### Given problem 1
Name each component that the deployment notes say is launched on Kubernetes on top of the virtual machines.
### Given problem 2
Return the passage of the deployment notes from "Our experiments are" to "for each layer.", copied verbatim.
### Given problem 3
Using the deployment notes, answer these questions:
(a) Which version of Maven is listed as a dependency?
(b) How much local SSD storage do the SurfSara gold_6130 nodes have?
(c) How many TaskManager instances does the Flink deployment include?

### Quoted passage
Packages/Libraries Needed: To build the system, maven will download all dependencies automatically. Dependencies (See below for a breakdown): bash >=4, java8, python3 (with pip and virtualenv), gradle 4<, make, pdflatex, bibtex, git, maven 3.2.5, docker, docker-compose, kubectl, helm
Breakdown:
- General: bash >=4, java8, python3 (with pip and virtualenv), gradle 4<, make, pdflatex, bibtex
- If building containers from source (DEFAULT): git, maven 3.2.5
- If local experiments (DEFAULT): docker, docker-compose
- If remote experiments (-r): kubectl, helm
Data generators Repository:
- BEAM w\ ClonosRunner - Used in the NEXMark experiments. Branches clonos-runner and clonos-runner-failure-experiments are used respectively in overhead and failure experiments.
- Synthetic workload - Contains the synthetic workload source code and our custom measuring (throughput and latency) scripts.
Our experiments are executed on 2 layers of virtualization. At the bottom we represent bare-metal:
- Docker containers (managed by Kubernetes)
- HPCCloud VirtualMachines
- SurfSara cluster bare-metal nodes.
We will work from bottom to top, describing our deployments for each layer.
At the bare-metal layer, we execute on SurfSara gold_6130 nodes. Their information is as follows:
- C1) Processor: Intel® Xeon® Gold 6130 Processor
- C2) Caches: L1: 16 x 32 KB 8-way set associative instruction caches + 16 x 32 KB 8-way set associative data caches , L2: 16 x 1 MB 16-way set associative caches, L3: 22 MB non-inclusive shared cache
- C3) Memory: 96 GB UPI 10.4 GT/s
- C4) Secondary Storage: 3.2 TB local SSD disk
- C5) Network: 10 Gbit/s ethernet
Additional hardware information about the SurfSara cluster may be found here and here.
On top of this Hardware we request the following Virtual Machines
- 1 Coordinator Node (hosts Kubernetes Coordinator)
- 8vCPU
- 16GB memory
- 50GB Disk
- 6 Follower Nodes (Kubernetes Followers)
- 40vCPU
- 60GB memory
- 100GB Disk
- 2 Generator Nodes (Data Generators for Synthetic Failure Experiments)
- 4vCPU
- 4GB memory
- 5GB Disk
On top of the VMs we set-up Kubernetes and launch a number of components. Note that 500m CPU indicates 1/2 of a CPU:
- Zookeeper: 3 nodes, 500m CPU, 512Mi memory, 5Gi Persistent Volume
- Kafka: 5 nodes, 2000m CPU, 4000Mi memory, 50Gi Persistent Volume
- HDFS:
- 1 Namenode, 4000m CPU, 4000Mi memory, 50Gi Persistent Volume
- 3 Datanode, 3000m CPU, 8000Mi memory, 50Gi Persistent Volume
- Flink:
- 1 JobManager, 8000m CPU, 8192Mi memory
- 150 TaskManager, 2000m CPU, 2000Mi memory, 5Gi Persistent Volume
The ./kubernetes/charts directory contains the deployment manifests, which are a complete source-of-truth.

Point annotation records:
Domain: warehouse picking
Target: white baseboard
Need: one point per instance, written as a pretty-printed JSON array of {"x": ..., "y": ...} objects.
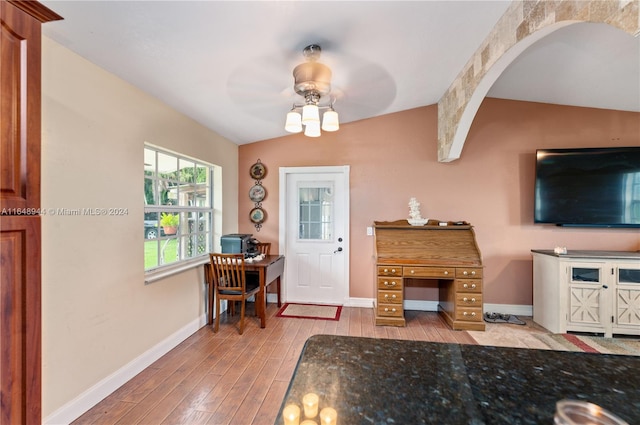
[
  {"x": 515, "y": 309},
  {"x": 420, "y": 305},
  {"x": 359, "y": 302},
  {"x": 85, "y": 401}
]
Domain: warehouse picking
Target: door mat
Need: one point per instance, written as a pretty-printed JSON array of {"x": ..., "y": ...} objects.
[
  {"x": 591, "y": 344},
  {"x": 310, "y": 311}
]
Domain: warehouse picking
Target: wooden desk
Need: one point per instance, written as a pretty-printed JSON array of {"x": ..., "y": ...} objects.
[
  {"x": 446, "y": 254},
  {"x": 270, "y": 269}
]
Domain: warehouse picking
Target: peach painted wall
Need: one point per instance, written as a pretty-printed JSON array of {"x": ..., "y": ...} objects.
[{"x": 394, "y": 157}]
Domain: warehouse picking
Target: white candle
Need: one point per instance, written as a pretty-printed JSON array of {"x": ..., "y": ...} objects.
[
  {"x": 328, "y": 416},
  {"x": 291, "y": 415},
  {"x": 310, "y": 404}
]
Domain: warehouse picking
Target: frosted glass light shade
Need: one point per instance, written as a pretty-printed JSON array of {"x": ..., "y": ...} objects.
[
  {"x": 293, "y": 123},
  {"x": 330, "y": 121},
  {"x": 310, "y": 114},
  {"x": 312, "y": 129}
]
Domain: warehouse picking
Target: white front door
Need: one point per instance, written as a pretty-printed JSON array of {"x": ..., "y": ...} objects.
[{"x": 314, "y": 230}]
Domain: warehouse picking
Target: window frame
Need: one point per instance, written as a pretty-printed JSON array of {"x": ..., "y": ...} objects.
[{"x": 185, "y": 240}]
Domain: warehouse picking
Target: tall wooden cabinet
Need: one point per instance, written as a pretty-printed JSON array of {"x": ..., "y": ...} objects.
[{"x": 20, "y": 294}]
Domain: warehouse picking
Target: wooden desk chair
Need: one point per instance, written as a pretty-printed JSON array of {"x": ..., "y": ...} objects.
[{"x": 231, "y": 284}]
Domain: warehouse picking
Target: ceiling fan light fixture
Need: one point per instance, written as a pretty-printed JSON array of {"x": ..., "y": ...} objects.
[
  {"x": 330, "y": 121},
  {"x": 312, "y": 80},
  {"x": 312, "y": 129},
  {"x": 294, "y": 122},
  {"x": 310, "y": 115}
]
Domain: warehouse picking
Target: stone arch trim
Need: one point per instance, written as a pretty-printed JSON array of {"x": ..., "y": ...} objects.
[{"x": 524, "y": 23}]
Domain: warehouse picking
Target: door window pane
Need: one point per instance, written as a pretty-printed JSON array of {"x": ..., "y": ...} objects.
[{"x": 315, "y": 221}]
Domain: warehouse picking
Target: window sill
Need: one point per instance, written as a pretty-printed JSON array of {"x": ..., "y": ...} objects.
[{"x": 166, "y": 271}]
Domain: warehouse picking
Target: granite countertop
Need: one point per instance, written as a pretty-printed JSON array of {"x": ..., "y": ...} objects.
[{"x": 383, "y": 381}]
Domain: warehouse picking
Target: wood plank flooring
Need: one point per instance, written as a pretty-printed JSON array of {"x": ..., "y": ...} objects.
[{"x": 226, "y": 378}]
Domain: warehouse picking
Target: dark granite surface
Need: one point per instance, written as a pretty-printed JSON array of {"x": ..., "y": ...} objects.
[{"x": 382, "y": 381}]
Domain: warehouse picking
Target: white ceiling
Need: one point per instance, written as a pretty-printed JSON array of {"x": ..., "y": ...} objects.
[{"x": 228, "y": 64}]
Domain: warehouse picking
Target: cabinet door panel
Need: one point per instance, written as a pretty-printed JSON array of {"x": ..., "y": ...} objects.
[
  {"x": 20, "y": 319},
  {"x": 20, "y": 109}
]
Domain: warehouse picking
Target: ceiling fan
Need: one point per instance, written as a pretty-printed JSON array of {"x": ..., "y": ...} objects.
[{"x": 312, "y": 81}]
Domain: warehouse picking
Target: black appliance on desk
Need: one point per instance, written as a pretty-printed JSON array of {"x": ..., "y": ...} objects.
[{"x": 238, "y": 243}]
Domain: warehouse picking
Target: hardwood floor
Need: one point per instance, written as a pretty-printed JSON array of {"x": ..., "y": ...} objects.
[{"x": 227, "y": 378}]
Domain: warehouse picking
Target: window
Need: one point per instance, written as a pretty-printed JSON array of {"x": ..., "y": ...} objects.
[{"x": 178, "y": 209}]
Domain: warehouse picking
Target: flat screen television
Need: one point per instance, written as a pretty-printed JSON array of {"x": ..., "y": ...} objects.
[{"x": 588, "y": 187}]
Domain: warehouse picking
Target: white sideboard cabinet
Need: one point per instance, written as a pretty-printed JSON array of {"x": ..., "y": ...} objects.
[{"x": 587, "y": 291}]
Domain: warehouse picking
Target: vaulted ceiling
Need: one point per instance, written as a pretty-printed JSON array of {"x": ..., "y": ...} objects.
[{"x": 228, "y": 64}]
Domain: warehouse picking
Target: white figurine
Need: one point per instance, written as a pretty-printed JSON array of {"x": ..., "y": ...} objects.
[{"x": 414, "y": 213}]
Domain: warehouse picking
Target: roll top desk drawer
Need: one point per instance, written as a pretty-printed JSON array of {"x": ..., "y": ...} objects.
[
  {"x": 468, "y": 285},
  {"x": 391, "y": 283},
  {"x": 390, "y": 271},
  {"x": 390, "y": 310},
  {"x": 468, "y": 300},
  {"x": 469, "y": 272},
  {"x": 429, "y": 272},
  {"x": 389, "y": 297}
]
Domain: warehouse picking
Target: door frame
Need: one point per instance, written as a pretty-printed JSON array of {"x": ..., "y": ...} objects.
[{"x": 282, "y": 222}]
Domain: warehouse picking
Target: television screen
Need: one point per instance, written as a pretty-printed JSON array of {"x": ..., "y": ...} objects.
[{"x": 588, "y": 187}]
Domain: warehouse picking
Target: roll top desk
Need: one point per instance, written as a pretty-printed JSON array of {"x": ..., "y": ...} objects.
[{"x": 446, "y": 254}]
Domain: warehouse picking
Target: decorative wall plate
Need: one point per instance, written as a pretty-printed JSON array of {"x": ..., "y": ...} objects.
[
  {"x": 256, "y": 215},
  {"x": 258, "y": 171},
  {"x": 257, "y": 193}
]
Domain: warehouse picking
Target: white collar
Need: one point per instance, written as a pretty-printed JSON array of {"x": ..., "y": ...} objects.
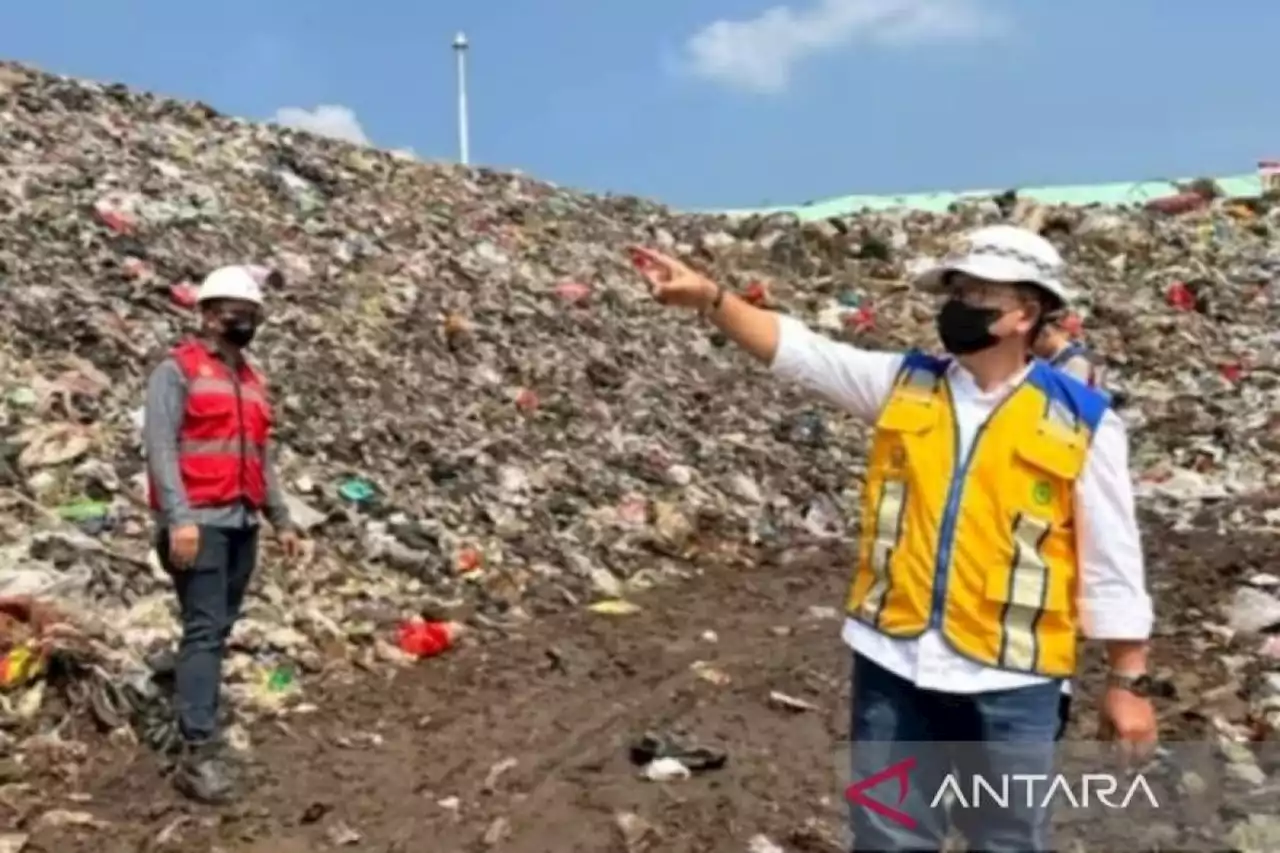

### Solution 1
Zookeeper, Kafka, HDFS, Flink

### Solution 2
Our experiments are executed on 2 layers of virtualization. At the bottom we represent bare-metal:
- Docker containers (managed by Kubernetes)
- HPCCloud VirtualMachines
- SurfSara cluster bare-metal nodes.
We will work from bottom to top, describing our deployments for each layer.

### Solution 3
(a) 3.2.5
(b) 3.2 TB
(c) 150